# Selected extract:

= Beginning of Section =

Wyden Outlines New Medicare Reforms

Stresses Focus on Cost Driver - Chronic Care

Washington, D.C. – U.S. Sen. Ron Wyden today outlined new Medicare reforms aimed at reducing costs by focusing on the needs of the millions of seniors suffering from chronic conditions.

“Chronic disease needs to be Medicare’s primary focus,” Wyden said during a keynote speech at the National Accountable Care Organizations (ACO) Summit. “Providers should be encouraged to seek out beneficiaries who are in need of chronic disease prevention, management and treatment and work to manage patients’ conditions before more acute, expensive care is required.”

The text of Wyden’s speech can be found here.

Spending associated with beneficiaries suffering from chronic conditions is disproportional and has been on the rise since the program began. According to Centers for Medicare and Medicaid Services, 68 percent of Medicare beneficiaries suffered from two or more chronic conditions, and accounted for 93 percent of Medicare spending, or about $487 billion annually. Additionally, 98 percent of hospital readmissions involved beneficiaries with multiple chronic conditions.

Wyden said that he will be working on a bipartisan basis with colleagues to develop policy that would refocus Medicare on patients with chronic conditions, and identified areas to start with.

First, Wyden said the so-called “attribution rule” created under the Affordable Care Act is barring providers from seeking out and specifically targeting the chronically ill seniors who would benefit most from coordinated chronic care. The rule was created out of fear that providers would try to shed risk by avoiding the sickest patients.  

Wyden said Congress should modify the attribution language so that it continues to protect seniors, but it should encourage those with a passion for treating chronic disease to focus and specialize in this kind of care management.

Another challenge, Wyden said, is ensuring that coordinated chronic care providers exist throughout the country. He said that ACOs, for example, are not being established where there is the greatest need for coordinated chronic care for a variety of reasons. He also said Medicare reimbursement should be reconfigured to target areas with the highest incidence of chronic illness, and reward practitioners, in those areas, who improve care and hold down costs.

“The Medicare guarantee should not depend on where you live,” Wyden said.

Wyden also mentioned the need to make individual care plans the rule, rather than the exception, for seniors with more than one chronic condition, and urged making innovative incentives available to encourage seniors to be as healthy as possible.

Wyden pointed to a number of examples of where this kind of care is being successfully undertaken, and said reforms are needed to encourage emulation of these models of care.

= End of Section =

# Excerpted records:
= Beginning of Section =

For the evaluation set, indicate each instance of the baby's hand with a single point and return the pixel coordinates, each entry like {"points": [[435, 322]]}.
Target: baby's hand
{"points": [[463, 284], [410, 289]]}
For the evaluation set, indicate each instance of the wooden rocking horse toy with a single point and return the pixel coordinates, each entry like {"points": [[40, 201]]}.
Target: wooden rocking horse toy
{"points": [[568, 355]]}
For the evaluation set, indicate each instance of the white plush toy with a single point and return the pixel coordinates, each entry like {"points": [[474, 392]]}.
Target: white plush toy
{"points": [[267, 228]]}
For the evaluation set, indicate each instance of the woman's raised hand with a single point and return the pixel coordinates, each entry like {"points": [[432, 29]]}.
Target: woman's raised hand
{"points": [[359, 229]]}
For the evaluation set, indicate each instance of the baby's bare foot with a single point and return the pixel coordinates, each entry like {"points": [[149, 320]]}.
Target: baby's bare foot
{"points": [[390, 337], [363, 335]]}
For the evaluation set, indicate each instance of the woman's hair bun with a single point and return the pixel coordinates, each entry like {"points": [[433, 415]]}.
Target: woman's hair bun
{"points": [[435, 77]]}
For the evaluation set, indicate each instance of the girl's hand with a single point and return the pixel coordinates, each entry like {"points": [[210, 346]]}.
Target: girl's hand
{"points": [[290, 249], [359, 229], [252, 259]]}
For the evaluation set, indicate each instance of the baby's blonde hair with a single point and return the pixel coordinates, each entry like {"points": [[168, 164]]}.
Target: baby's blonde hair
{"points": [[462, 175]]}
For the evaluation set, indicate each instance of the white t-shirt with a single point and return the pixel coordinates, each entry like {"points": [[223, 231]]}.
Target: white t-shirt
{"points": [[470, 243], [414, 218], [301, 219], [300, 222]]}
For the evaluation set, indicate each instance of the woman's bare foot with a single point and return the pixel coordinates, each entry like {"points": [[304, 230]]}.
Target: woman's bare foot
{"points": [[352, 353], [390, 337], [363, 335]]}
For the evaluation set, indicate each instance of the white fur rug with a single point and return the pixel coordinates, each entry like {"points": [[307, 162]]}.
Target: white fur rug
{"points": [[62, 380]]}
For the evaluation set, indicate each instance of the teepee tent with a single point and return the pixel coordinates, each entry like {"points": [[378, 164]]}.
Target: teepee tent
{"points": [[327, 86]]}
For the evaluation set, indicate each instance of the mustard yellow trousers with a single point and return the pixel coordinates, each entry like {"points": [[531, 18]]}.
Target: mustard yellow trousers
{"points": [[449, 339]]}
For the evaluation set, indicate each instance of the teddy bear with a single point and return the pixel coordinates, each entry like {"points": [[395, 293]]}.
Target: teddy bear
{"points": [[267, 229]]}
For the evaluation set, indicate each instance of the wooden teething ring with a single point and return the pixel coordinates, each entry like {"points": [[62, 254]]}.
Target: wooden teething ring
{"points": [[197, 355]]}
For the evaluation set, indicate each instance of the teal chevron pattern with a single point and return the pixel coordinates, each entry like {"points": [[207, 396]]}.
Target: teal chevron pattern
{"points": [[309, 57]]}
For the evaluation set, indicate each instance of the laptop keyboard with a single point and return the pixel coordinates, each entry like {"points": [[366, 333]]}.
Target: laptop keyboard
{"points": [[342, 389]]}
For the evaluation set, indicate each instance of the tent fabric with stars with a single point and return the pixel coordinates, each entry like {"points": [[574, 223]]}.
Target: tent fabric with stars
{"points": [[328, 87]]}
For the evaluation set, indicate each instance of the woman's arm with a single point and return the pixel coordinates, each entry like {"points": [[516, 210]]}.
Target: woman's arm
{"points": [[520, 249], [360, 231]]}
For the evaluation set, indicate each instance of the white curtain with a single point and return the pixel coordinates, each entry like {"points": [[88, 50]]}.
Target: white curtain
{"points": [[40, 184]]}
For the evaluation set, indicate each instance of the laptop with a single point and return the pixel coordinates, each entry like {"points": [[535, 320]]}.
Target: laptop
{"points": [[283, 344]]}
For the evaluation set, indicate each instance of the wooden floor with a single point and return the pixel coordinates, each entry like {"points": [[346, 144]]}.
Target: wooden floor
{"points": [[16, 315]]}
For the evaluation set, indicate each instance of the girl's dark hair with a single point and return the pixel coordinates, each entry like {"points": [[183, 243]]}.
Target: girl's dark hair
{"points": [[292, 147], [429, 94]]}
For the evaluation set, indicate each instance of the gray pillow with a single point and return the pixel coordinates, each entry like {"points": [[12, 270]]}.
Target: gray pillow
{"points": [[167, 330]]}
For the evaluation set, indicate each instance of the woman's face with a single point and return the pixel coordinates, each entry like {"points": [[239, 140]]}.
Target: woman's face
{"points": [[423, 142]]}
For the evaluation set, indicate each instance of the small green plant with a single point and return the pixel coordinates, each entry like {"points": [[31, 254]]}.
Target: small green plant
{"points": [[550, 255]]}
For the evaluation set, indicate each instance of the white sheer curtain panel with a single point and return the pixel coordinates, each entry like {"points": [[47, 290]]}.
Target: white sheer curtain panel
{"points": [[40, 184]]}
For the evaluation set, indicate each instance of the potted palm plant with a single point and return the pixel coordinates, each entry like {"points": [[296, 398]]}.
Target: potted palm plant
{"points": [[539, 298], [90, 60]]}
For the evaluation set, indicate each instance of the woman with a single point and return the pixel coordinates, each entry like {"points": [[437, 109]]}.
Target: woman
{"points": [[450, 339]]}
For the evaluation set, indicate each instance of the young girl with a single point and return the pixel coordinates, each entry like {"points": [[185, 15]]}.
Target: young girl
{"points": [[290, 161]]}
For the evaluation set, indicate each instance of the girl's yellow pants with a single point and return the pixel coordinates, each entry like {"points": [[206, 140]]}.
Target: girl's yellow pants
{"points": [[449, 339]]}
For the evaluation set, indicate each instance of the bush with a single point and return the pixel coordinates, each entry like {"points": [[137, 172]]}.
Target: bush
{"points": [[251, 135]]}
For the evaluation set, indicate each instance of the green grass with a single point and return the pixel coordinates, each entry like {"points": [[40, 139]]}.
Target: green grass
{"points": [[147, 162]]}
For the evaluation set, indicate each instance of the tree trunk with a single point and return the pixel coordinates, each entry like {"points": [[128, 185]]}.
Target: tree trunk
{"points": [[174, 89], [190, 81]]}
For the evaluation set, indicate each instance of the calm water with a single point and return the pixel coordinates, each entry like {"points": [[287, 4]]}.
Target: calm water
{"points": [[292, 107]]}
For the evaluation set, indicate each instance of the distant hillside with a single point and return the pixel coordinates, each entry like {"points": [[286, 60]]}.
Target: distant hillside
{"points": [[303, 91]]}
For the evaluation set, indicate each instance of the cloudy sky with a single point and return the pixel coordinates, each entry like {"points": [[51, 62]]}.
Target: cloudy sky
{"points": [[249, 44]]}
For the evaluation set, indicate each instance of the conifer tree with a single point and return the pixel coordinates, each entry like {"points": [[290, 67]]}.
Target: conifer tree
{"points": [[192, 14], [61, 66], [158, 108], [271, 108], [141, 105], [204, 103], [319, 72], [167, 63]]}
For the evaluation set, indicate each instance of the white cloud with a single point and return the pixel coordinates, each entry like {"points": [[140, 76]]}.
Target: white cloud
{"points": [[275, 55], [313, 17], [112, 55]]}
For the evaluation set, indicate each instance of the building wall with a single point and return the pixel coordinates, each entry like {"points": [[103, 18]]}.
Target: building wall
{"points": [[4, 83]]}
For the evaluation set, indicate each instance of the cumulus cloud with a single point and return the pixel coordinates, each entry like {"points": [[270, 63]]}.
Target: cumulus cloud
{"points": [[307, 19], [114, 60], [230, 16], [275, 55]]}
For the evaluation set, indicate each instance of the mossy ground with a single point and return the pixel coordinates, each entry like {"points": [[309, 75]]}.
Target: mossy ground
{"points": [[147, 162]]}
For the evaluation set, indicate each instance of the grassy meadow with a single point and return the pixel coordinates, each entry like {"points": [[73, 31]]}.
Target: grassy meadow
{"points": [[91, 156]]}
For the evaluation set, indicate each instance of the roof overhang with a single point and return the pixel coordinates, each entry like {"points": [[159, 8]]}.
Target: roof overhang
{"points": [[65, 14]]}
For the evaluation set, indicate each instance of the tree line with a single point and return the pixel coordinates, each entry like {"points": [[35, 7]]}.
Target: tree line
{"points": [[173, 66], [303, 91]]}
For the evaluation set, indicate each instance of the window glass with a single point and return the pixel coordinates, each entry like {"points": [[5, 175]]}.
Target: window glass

= End of Section =

Print the part of the Medicare reforms release starting at "Wyden said that" and ending at "the sickest patients.", word for word. The records were taken from a separate source.

# Final answer:
Wyden said that he will be working on a bipartisan basis with colleagues to develop policy that would refocus Medicare on patients with chronic conditions, and identified areas to start with.

First, Wyden said the so-called “attribution rule” created under the Affordable Care Act is barring providers from seeking out and specifically targeting the chronically ill seniors who would benefit most from coordinated chronic care. The rule was created out of fear that providers would try to shed risk by avoiding the sickest patients.